* EXCERPTED DATA
○ ○ ○ ○ ○ ○ ○
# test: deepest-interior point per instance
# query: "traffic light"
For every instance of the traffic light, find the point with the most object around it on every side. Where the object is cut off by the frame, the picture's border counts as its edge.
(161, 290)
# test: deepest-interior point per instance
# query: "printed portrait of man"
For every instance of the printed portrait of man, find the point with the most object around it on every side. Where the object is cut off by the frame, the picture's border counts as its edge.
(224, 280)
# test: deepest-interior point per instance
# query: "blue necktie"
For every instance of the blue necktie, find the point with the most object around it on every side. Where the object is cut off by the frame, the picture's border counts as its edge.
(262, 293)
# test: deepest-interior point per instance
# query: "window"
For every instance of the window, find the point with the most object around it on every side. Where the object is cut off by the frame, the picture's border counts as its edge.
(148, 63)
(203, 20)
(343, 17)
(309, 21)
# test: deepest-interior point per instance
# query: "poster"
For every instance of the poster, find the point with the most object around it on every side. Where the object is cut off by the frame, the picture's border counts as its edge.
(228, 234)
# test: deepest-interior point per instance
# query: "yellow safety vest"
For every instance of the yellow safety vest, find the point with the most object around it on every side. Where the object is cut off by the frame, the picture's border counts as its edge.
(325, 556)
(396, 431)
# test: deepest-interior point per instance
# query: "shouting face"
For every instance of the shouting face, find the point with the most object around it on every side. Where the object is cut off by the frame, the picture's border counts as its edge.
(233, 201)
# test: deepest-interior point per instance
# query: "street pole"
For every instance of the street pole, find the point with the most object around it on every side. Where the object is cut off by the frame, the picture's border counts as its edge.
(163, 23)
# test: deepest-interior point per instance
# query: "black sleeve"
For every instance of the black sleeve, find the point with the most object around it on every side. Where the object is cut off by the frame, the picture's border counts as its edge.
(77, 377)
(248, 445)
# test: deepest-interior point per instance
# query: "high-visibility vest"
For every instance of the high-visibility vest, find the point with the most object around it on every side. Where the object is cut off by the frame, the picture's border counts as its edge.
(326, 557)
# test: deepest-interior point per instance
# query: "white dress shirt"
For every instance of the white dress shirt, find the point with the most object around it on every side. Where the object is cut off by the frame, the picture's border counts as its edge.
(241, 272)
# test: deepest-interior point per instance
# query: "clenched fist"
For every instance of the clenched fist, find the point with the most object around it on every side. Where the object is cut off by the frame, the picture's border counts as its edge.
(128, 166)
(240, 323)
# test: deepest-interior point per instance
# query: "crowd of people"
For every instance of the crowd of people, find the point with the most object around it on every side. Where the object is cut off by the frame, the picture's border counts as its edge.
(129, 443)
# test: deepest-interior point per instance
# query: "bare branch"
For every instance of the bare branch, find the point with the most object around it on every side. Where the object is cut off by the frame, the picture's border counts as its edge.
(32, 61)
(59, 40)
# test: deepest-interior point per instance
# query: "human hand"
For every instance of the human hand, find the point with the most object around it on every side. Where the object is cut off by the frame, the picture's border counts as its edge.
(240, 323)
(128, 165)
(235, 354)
○ ○ ○ ○ ○ ○ ○
How many of the lines above contain the string "sleeve"? Reply with the number alone.

2